-- Extrait d'entretien --
————————

Exactement, et je pense qu’après 5 mandats après le renouveau démocratique, il faudrait qu’on puisse s’asseoir, tirer ces grands enseignements et les corriger. Je vois que cela sera un vrai débat. Parce que je ne vois pas que certains reprochent dans d’autres pays qu’on ne puisse aspirer aux hautes fonctions de l’Etat sans avoir derrière une machine. Oui non seulement sans avoir derrière une machine, mais sans avoir jamais été un élu local, sans jamais avoir connu les élections communales, une élection législative.

Vous êtes chef d’un parti politique quand même

Oui je le suis, mais pas encore élu. J’espère simplement que les communales auront finalement lieu et qu’à cette occasion, les électeurs me feront confiance. Mais en fait, moi je suis dans cette logique là parce que je considère que le pouvoir politique qui lie la gestion de l’Etat, ne se décide pas comme cela, dans les bureaux, dans les officines dans les banques centrales etc.. Parce que finalement, c’est des individus que l’on projette sans aucun programme et c’est normal que depuis, on ait le sentiment de naviguer à vue.

Monsieur Topanou, il y a une ombre qui plane sur les échéances de 2016, c’est le projet de révision de la Constitution. Alors, ce projet a été rejeté récemment par la Commission des lois à l’Assemblée nationale…

Le fait que ce projet ait été rejeté par la Commission des lois à l’Assemblée nationale, alors que certains disent que cela n’est qu’un vice de forme et non sur le fond. Je veux dire qu’il y a plusieurs aspects dans ce débat. Il y a d’abord le fait que quand vous regardez les résultats du vote, à l’évidence certains députés proches de la mouvance présidentielle ont voté contre. Cela veut simplement dire qu’à l’intérieur de la mouvance, il y a un malaise. C’est évident, parce que soit, ils sont tous d’accord pour l’aspect technique qu’ils ont mis en exergue à savoir le manque de l’avis motivé de la Cour suprême et à ce moment là, ils vont tous en bloc contre et on sait que c’est un avis commun, ou alors, ils ne partageaient pas cet argumentaire, et ils ont voté tous contre. Et donc, cette division montre très bien qu’à l’intérieur de la mouvance il y a bel et bien des problèmes. Cela, c’est le premier aspect.

————————

-- Matériel fourni --
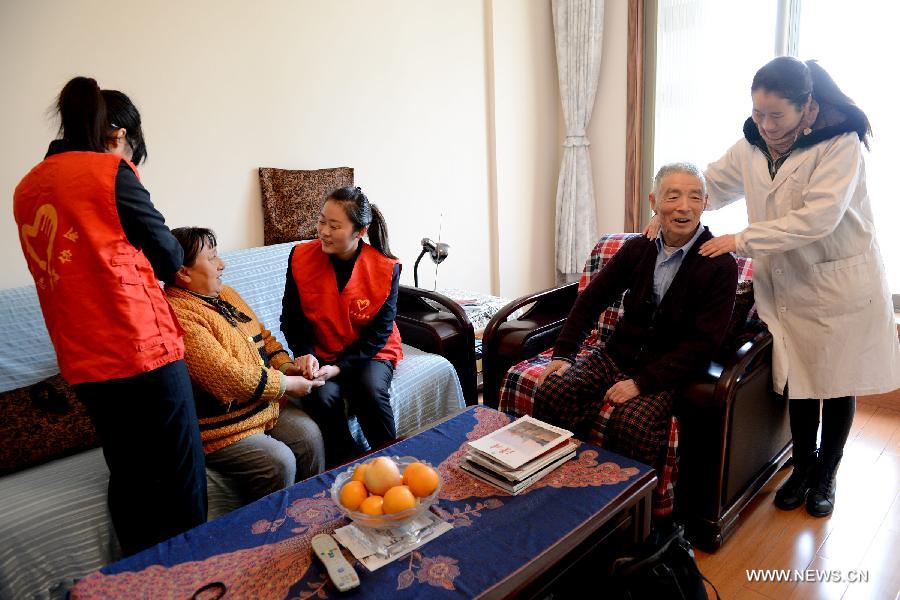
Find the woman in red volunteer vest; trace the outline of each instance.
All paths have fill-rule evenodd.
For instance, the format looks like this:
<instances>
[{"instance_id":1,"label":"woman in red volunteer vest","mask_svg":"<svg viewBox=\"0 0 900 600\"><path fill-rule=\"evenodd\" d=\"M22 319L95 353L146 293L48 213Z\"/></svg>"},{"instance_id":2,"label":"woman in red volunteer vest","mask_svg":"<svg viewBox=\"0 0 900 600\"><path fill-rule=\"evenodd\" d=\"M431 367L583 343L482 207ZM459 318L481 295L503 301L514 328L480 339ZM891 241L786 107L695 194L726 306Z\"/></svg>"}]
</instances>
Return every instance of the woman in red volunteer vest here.
<instances>
[{"instance_id":1,"label":"woman in red volunteer vest","mask_svg":"<svg viewBox=\"0 0 900 600\"><path fill-rule=\"evenodd\" d=\"M350 434L344 398L372 448L396 437L389 388L403 358L394 324L400 263L384 217L358 187L332 192L316 228L318 242L291 251L281 331L301 374L325 380L302 402L322 430L326 462L336 465L364 451Z\"/></svg>"},{"instance_id":2,"label":"woman in red volunteer vest","mask_svg":"<svg viewBox=\"0 0 900 600\"><path fill-rule=\"evenodd\" d=\"M157 281L182 249L139 181L146 146L128 97L76 77L57 109L61 139L16 187L13 212L60 372L103 444L130 555L206 520L182 331Z\"/></svg>"}]
</instances>

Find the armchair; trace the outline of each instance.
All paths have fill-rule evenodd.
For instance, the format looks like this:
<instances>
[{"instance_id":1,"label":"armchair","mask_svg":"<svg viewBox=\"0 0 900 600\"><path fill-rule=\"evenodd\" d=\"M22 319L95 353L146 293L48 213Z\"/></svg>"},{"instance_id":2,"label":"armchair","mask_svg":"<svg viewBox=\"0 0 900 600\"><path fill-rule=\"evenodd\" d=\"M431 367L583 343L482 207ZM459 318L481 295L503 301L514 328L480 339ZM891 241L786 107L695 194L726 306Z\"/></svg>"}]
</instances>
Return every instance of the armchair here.
<instances>
[{"instance_id":1,"label":"armchair","mask_svg":"<svg viewBox=\"0 0 900 600\"><path fill-rule=\"evenodd\" d=\"M485 404L517 415L531 413L537 377L550 361L578 292L633 235L603 236L579 283L519 298L491 320L483 346ZM739 280L749 282L750 259L738 257L738 267ZM698 546L710 550L724 543L791 451L787 402L772 390L772 338L754 327L759 323L755 311L745 304L748 312L736 309L737 322L719 356L676 399L671 449L677 447L677 469L661 474L661 479L671 475L675 485L676 517ZM523 314L511 318L523 307ZM619 314L618 302L605 310L585 347L602 345Z\"/></svg>"},{"instance_id":2,"label":"armchair","mask_svg":"<svg viewBox=\"0 0 900 600\"><path fill-rule=\"evenodd\" d=\"M462 307L438 292L401 285L395 321L405 343L449 360L466 404L478 404L475 331Z\"/></svg>"}]
</instances>

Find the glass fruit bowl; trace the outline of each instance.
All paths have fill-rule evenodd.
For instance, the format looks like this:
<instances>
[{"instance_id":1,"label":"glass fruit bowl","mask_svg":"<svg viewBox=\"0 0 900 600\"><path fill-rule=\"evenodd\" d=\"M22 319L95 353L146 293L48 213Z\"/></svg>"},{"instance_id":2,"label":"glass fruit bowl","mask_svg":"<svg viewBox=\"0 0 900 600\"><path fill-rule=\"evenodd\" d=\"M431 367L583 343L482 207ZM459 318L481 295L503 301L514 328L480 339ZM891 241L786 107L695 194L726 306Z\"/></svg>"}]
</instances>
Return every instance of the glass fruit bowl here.
<instances>
[{"instance_id":1,"label":"glass fruit bowl","mask_svg":"<svg viewBox=\"0 0 900 600\"><path fill-rule=\"evenodd\" d=\"M420 462L433 468L438 475L438 484L434 492L432 492L429 496L416 498L416 505L414 507L393 514L367 515L359 511L348 509L343 504L341 504L341 488L343 488L344 484L349 482L353 478L353 473L354 471L356 471L356 467L358 467L360 464L369 464L374 461L375 458L377 457L372 457L369 460L363 461L361 463L355 463L346 471L342 471L334 480L334 483L331 486L331 500L338 507L338 510L350 517L350 519L360 527L367 527L370 529L400 529L412 522L416 517L423 515L429 508L431 508L431 505L434 504L434 501L437 500L438 494L441 491L441 484L443 484L441 473L440 471L438 471L438 469L434 468L434 465L425 460L420 460L412 456L389 456L388 458L393 460L394 464L397 465L397 468L400 470L401 475L403 474L403 471L406 469L406 467L416 462Z\"/></svg>"}]
</instances>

————————

-- Consignes de l'exercice --
- A) D'après l'entretien, quelle instance a récemment rejeté le projet de révision de la Constitution ?
- B) Pour chacune des affirmations suivantes, indiquez si elle concorde avec l'entretien, en citant les mots qui tranchent : (i) la personne interrogée a déjà été élue ; (ii) des députés proches de la mouvance présidentielle ont voté contre le projet ; (iii) la personne interrogée souhaite que les communales se tiennent.
- C) Prolongez l'entretien sur la révision de la Constitution à partir de sa dernière phrase.
Le matériel provient d'une source distincte de l'entretien.

-- Réponses aux consignes --
- A) La Commission des lois à l'Assemblée nationale.

- B)
(i) Non : « Oui je le suis, mais pas encore élu. »
(ii) Oui : « certains députés proches de la mouvance présidentielle ont voté contre »
(iii) Oui : « J’espère simplement que les communales auront finalement lieu »

- C)
Le deuxième aspect, c’est ce que vous veniez de dire qui est l’intervention de l’Exécutif. Alors, il ne revient pas à l’Exécutif d’expliquer le vote au Législatif. Cela montre très bien ce que certains appelleraient en terme technique, la caporalisation du Législatif. Jai trouvé cette intervention du ministre de la Justice qui est venu à la télévision à 20 heures justifier cela, très maladroite. Et à la suite de cela, les maladresses se sont accumulées, notamment celle de la Cour constitutionnelle à qui on a demandé d’envoyer une décision à des gens qui n’avaient pas saisi la Cour. Donc, cela montre bien certains malaises, et certaines fébrilités qu’il convient effectivement de relever.

Ducis Aïssi : Vous aviez été ministre de la Justice du président Boni Yayi et en ce temps, vous aviez pris part aux travaux du projet de révision de la Constitution…

Vous me donnez surtout l’occasion de clarifier un point. En 2008, lorsque le président de la République a voulu mettre en place une commission constitutionnelle que j’ai dirigée, pas présidée, il ne s’agissait pas d’une commission de révision. Il suffit pour cela de prendre un décret. Il s’agissait d’une commission de relecture de la Constitution. Le but était simple dans notre esprit. Et cela a fait partie du débat qui a eu lieu. Il s’agissait à l’époque de se dire voilà, nous avions une Constitution que nous avions pratiquée pendant 22 ans. Si par extraordinaire, on décide d’aller à une révision qu’est-ce qu’on fait ?

Pourquoi on se mettrait à relire une Constitution qui ne pose pas de problème a priori ?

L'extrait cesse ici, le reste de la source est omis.